任务说明 — 找出材料中所有含有字符串“building”的行，并把这些行逐一抄录出来。

点标注数据集节选
==========
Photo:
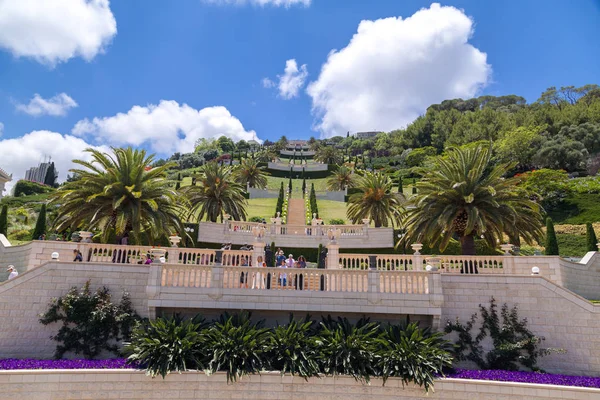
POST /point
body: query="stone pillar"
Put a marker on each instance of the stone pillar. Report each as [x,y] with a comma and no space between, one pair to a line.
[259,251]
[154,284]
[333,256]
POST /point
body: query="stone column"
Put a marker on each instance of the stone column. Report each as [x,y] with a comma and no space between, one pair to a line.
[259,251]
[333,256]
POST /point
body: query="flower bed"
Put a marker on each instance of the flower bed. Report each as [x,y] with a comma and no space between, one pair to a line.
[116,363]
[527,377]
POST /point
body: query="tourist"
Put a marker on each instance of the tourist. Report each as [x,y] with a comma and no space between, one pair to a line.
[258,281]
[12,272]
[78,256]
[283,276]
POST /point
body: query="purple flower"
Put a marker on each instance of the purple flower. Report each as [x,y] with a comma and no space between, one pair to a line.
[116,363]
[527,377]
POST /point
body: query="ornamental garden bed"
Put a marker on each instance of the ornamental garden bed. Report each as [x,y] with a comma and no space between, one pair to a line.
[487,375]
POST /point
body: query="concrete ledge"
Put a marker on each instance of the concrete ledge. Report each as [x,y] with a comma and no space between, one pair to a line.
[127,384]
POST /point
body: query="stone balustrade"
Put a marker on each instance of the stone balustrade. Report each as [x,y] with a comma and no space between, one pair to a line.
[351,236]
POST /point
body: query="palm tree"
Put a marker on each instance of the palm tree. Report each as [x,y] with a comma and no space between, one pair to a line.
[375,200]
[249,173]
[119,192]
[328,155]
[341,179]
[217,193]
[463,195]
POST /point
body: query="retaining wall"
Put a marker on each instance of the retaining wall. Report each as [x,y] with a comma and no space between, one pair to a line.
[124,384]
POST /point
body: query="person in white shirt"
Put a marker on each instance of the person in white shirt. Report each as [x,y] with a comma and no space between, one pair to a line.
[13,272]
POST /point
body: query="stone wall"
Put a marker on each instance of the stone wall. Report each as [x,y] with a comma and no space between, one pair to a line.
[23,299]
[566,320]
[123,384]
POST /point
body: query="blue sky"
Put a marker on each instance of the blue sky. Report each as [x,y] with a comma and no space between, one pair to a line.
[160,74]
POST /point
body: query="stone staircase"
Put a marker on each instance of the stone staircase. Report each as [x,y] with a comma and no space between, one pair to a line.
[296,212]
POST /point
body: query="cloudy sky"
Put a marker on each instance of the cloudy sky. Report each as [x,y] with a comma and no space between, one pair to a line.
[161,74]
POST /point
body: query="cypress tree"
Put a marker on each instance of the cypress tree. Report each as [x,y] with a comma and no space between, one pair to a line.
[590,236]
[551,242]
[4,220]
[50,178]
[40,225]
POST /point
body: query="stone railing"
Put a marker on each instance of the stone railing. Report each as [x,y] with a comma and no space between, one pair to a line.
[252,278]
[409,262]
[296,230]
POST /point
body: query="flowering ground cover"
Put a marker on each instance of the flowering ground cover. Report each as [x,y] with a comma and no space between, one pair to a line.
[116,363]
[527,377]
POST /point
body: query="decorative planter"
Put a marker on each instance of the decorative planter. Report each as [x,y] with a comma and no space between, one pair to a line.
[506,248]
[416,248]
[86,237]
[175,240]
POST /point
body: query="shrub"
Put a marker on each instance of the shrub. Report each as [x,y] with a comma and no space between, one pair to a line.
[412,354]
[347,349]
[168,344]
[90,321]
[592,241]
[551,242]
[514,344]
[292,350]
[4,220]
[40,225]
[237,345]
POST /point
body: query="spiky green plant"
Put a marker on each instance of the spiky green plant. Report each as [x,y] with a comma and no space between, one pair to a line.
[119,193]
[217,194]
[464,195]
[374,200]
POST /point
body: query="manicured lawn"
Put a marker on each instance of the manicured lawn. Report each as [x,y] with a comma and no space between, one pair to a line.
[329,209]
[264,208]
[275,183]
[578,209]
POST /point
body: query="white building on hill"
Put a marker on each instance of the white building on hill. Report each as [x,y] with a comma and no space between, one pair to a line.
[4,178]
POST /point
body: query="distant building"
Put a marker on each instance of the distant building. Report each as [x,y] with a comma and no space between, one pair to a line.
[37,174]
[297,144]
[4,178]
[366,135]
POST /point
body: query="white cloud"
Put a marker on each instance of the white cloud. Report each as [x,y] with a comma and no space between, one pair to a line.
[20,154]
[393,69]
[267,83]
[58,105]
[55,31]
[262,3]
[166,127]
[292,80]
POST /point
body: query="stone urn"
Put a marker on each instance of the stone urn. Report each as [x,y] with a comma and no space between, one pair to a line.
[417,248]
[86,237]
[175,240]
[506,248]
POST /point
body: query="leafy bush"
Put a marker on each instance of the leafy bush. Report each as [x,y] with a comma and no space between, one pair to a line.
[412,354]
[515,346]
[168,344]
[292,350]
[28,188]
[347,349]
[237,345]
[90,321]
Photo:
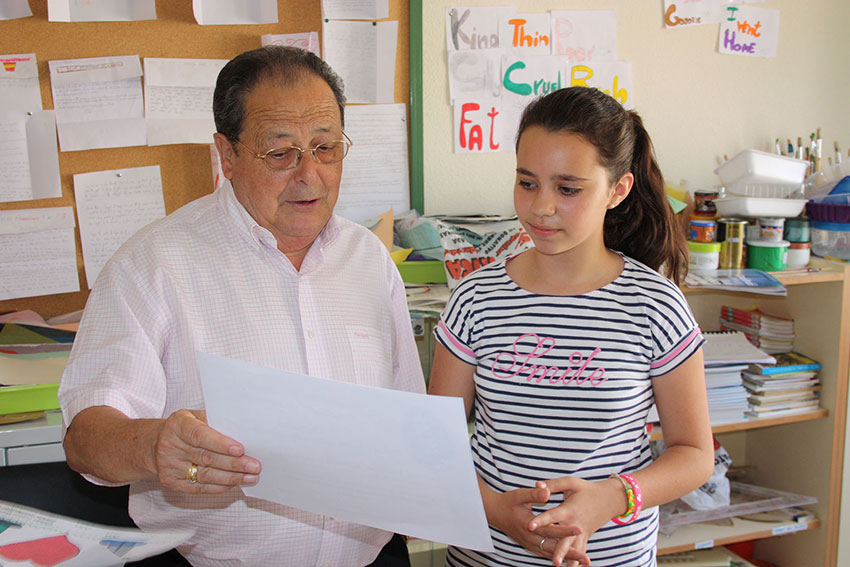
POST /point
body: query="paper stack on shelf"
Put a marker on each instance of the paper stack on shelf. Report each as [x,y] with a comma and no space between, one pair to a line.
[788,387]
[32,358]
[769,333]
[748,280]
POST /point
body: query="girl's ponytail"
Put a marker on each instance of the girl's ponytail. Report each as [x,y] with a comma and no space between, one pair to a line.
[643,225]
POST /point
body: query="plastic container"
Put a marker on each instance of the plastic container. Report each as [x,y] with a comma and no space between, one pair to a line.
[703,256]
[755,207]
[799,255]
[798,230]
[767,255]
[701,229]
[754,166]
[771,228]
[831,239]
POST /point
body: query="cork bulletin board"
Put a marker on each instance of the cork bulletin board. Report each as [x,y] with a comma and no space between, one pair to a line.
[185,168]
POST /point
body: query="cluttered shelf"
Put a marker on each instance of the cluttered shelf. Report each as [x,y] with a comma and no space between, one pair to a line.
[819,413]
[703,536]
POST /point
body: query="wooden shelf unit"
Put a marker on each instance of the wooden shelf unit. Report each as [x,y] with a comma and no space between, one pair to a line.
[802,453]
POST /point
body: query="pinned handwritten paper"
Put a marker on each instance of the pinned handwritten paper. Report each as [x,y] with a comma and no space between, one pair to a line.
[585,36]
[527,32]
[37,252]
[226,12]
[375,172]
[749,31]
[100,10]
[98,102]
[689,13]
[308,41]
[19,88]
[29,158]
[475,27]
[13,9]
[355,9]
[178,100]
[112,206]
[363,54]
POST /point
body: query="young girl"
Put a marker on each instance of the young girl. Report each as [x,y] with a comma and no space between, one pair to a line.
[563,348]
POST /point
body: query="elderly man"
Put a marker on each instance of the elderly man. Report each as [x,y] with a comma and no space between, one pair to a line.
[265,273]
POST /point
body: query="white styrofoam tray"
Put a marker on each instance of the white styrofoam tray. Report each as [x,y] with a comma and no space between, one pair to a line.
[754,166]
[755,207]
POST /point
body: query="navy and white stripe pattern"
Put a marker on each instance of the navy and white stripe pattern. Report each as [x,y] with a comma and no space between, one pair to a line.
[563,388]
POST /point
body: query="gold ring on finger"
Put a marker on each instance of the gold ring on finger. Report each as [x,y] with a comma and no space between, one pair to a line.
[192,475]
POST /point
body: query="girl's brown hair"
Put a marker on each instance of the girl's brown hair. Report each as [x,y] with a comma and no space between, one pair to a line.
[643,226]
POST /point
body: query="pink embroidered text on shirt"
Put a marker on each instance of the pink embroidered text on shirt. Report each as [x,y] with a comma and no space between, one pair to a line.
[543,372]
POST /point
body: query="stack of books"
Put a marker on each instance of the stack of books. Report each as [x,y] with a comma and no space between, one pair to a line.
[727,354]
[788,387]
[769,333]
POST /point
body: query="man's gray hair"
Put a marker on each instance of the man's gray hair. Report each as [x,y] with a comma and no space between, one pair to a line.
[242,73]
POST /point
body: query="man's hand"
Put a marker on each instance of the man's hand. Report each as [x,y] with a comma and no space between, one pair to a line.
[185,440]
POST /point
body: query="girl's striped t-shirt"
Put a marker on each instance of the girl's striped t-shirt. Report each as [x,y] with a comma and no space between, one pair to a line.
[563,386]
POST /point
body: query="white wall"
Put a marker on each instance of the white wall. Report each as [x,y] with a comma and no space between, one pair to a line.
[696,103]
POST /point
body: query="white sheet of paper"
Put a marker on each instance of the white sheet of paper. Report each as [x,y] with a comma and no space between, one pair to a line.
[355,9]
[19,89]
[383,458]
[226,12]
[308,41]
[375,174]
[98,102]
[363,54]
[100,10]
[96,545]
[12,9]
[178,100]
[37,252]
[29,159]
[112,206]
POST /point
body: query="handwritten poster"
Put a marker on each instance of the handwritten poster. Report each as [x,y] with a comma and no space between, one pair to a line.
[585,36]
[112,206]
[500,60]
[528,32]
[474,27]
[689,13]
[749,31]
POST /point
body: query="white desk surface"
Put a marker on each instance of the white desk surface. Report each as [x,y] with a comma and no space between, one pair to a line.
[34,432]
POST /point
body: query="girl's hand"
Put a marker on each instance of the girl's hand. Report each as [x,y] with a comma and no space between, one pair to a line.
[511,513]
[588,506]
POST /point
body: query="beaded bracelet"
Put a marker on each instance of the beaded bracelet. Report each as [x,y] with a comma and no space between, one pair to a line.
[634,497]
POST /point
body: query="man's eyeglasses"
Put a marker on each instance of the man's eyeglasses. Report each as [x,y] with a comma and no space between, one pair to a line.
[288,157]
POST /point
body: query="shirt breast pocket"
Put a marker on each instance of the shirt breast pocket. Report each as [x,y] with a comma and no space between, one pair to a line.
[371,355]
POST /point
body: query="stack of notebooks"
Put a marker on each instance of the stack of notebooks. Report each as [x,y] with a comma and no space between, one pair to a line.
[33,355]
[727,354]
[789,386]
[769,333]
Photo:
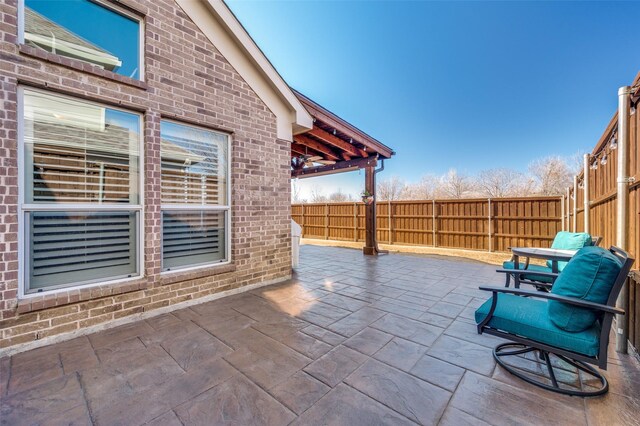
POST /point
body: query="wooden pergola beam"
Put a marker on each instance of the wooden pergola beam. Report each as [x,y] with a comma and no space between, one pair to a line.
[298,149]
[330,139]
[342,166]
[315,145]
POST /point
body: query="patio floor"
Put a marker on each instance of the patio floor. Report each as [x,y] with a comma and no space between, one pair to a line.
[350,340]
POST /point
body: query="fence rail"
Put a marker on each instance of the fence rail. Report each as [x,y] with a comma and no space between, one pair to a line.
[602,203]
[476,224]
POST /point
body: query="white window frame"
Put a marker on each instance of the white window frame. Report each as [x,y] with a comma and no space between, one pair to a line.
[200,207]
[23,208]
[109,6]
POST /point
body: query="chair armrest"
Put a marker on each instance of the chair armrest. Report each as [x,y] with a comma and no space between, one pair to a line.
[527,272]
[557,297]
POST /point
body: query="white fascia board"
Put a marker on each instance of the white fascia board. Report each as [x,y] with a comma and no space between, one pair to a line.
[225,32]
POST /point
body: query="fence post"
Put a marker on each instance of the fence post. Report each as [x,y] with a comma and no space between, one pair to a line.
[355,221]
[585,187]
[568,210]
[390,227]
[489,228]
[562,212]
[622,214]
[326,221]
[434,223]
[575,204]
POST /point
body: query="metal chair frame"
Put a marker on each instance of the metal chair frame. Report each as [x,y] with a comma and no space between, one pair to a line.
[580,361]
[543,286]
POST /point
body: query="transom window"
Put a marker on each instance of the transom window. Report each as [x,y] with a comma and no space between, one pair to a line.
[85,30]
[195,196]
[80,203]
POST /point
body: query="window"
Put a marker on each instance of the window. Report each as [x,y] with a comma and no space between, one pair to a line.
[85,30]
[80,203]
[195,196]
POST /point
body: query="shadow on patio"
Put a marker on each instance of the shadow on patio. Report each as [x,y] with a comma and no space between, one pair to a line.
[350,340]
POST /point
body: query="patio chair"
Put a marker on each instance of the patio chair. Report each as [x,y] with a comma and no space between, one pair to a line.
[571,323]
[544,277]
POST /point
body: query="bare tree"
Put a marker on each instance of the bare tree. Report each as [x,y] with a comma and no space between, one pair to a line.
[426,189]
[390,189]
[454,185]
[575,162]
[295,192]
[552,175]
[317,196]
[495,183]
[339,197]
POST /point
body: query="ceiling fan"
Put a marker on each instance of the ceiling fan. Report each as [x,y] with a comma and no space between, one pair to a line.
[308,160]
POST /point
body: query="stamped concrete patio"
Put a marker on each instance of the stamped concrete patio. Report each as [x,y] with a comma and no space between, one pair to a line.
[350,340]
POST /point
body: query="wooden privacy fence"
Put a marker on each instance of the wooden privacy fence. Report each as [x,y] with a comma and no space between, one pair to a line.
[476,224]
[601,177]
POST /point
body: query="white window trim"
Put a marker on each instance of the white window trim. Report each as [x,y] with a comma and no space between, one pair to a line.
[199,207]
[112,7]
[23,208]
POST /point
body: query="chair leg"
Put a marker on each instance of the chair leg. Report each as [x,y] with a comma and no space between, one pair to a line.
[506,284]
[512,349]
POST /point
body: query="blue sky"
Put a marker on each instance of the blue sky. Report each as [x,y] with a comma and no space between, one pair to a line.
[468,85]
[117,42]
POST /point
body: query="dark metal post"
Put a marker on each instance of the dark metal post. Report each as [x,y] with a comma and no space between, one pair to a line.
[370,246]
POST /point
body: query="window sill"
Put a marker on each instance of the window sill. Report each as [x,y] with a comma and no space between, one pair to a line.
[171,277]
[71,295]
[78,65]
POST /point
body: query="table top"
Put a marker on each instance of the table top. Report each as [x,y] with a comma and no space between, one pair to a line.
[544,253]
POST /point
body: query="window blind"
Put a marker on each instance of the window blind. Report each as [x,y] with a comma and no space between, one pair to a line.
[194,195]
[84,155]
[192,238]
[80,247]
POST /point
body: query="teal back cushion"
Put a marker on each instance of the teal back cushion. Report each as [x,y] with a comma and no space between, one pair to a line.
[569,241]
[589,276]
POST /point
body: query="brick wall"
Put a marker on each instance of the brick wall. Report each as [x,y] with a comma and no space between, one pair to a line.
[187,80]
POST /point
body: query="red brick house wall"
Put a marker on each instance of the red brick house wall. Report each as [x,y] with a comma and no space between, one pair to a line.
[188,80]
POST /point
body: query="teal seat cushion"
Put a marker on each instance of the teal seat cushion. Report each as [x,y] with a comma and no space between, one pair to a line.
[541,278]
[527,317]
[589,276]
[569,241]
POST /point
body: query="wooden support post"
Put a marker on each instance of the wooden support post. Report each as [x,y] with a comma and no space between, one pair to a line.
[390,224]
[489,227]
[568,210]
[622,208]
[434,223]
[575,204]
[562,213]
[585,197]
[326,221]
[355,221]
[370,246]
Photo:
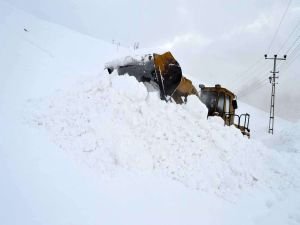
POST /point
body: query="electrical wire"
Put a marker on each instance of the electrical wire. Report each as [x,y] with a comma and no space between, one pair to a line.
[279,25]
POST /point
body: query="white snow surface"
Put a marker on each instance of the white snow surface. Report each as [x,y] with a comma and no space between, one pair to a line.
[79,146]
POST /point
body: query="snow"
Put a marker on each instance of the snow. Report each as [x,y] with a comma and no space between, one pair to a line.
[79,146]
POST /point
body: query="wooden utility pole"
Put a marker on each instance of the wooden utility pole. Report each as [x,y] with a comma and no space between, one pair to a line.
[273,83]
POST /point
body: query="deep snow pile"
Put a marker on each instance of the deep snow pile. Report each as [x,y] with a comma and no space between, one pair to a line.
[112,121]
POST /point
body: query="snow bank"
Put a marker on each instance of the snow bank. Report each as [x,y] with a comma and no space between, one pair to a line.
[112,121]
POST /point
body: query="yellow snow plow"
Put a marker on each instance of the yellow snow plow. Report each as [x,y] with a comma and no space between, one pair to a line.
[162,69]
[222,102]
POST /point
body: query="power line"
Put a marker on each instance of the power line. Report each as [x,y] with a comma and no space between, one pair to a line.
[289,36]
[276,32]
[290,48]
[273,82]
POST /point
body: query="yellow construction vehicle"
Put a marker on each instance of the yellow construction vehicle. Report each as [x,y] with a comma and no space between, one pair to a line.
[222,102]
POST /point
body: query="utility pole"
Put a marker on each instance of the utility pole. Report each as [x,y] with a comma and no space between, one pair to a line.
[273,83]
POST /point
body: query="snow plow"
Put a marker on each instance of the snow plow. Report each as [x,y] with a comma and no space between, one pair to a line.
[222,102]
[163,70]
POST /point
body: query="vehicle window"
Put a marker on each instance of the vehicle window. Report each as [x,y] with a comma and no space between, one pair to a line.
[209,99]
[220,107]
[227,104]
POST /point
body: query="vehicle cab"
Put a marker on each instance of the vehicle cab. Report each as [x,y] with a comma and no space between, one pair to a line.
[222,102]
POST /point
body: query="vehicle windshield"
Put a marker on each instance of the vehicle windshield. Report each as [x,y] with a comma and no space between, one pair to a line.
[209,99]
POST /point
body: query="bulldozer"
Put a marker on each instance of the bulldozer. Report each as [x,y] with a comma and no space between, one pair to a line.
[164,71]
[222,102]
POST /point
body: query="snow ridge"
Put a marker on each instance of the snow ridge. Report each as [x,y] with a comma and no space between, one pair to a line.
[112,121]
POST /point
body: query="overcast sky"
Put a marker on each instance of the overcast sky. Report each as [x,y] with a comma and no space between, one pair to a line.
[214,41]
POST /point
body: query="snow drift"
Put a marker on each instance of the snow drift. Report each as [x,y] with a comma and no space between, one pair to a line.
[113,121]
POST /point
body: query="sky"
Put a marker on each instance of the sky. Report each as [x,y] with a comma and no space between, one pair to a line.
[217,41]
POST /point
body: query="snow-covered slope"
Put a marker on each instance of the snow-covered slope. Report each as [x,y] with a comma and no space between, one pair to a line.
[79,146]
==========
结果 —
body: query="white building on hill"
Put a marker on each instance of the white building on hill. Report each as [x,y] with a comma and no space between, one pair to a line.
body: query="distant building"
Put a marker on each instance of the distant building. Report each as [x,y] with a comma and no space between, one pair to a line.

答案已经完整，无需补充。